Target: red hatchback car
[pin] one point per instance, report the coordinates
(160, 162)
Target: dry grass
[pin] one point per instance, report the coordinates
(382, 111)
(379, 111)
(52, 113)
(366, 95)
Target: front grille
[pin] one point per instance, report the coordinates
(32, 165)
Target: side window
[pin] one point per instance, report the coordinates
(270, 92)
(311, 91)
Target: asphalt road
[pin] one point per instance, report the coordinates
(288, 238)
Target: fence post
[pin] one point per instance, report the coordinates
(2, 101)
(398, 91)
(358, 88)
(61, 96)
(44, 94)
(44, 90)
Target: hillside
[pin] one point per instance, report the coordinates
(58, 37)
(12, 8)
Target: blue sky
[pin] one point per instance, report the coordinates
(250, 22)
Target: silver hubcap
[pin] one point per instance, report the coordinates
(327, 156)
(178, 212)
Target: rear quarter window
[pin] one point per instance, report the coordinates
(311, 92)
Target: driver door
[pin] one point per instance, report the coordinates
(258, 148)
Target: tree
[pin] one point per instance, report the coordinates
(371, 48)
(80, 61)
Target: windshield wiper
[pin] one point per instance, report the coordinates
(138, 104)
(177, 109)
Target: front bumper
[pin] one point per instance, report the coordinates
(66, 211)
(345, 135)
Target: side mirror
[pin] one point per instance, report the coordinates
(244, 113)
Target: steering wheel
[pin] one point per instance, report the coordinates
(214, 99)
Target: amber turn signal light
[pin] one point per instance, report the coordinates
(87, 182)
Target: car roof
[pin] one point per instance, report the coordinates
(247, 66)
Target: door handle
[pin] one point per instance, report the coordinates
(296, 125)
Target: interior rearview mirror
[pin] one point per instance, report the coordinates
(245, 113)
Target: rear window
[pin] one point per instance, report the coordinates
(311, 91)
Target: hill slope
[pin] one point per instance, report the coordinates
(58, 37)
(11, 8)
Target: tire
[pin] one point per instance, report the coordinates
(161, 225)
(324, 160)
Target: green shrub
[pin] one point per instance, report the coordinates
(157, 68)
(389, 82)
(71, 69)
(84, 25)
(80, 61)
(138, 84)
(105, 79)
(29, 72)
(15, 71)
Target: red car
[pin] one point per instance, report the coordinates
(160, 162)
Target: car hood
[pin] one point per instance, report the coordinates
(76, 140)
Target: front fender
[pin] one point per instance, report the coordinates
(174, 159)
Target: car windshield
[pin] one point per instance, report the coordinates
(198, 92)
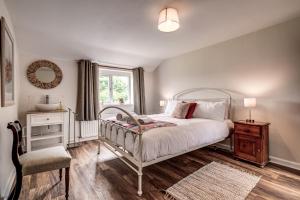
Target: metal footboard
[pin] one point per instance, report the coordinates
(109, 134)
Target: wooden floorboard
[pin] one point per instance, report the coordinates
(106, 177)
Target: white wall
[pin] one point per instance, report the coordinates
(7, 114)
(264, 64)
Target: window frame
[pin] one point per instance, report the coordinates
(110, 74)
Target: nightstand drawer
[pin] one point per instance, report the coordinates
(250, 130)
(41, 119)
(247, 147)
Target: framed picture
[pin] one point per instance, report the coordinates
(7, 65)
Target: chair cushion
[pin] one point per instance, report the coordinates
(45, 160)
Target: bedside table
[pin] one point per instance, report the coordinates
(251, 142)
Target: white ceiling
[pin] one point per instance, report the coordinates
(125, 31)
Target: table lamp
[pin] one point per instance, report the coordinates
(250, 103)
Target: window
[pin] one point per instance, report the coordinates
(115, 87)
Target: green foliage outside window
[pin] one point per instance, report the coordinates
(119, 90)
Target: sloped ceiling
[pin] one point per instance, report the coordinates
(125, 31)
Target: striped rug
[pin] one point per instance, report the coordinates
(213, 181)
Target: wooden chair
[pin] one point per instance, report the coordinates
(54, 158)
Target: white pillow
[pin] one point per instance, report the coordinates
(210, 110)
(171, 104)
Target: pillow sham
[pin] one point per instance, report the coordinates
(181, 110)
(210, 110)
(191, 110)
(171, 104)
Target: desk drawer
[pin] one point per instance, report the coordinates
(46, 119)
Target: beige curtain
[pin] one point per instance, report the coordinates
(139, 91)
(88, 90)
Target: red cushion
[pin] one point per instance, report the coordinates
(191, 110)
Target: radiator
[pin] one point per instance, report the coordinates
(88, 129)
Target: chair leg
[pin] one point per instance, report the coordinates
(67, 173)
(17, 189)
(60, 174)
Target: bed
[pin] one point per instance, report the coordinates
(139, 148)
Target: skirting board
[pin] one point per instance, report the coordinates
(284, 162)
(9, 184)
(273, 159)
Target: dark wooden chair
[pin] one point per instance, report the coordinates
(54, 158)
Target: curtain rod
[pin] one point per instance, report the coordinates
(112, 67)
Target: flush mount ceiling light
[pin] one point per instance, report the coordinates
(168, 20)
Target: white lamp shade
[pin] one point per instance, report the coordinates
(168, 20)
(162, 103)
(250, 102)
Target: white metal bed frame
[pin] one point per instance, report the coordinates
(107, 126)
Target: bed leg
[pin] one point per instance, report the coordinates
(140, 174)
(99, 147)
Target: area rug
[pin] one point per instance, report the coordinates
(214, 181)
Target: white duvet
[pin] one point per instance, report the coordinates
(188, 134)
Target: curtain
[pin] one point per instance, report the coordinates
(139, 91)
(87, 99)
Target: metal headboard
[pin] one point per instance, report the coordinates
(219, 94)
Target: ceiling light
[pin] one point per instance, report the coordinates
(168, 20)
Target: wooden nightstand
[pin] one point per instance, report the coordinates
(251, 142)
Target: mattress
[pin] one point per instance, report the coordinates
(164, 141)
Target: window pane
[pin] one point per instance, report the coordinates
(104, 89)
(120, 89)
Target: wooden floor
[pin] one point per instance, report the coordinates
(106, 177)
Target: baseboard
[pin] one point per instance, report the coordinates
(9, 184)
(286, 163)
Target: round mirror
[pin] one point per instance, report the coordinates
(44, 74)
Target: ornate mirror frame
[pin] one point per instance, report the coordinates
(31, 74)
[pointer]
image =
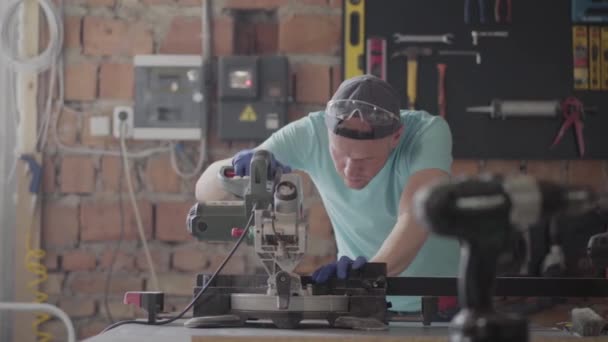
---
EXERCISE PROMPT: Copy out each line above that contains the word "cushion".

REPLY:
Target: chair cushion
Target: red cushion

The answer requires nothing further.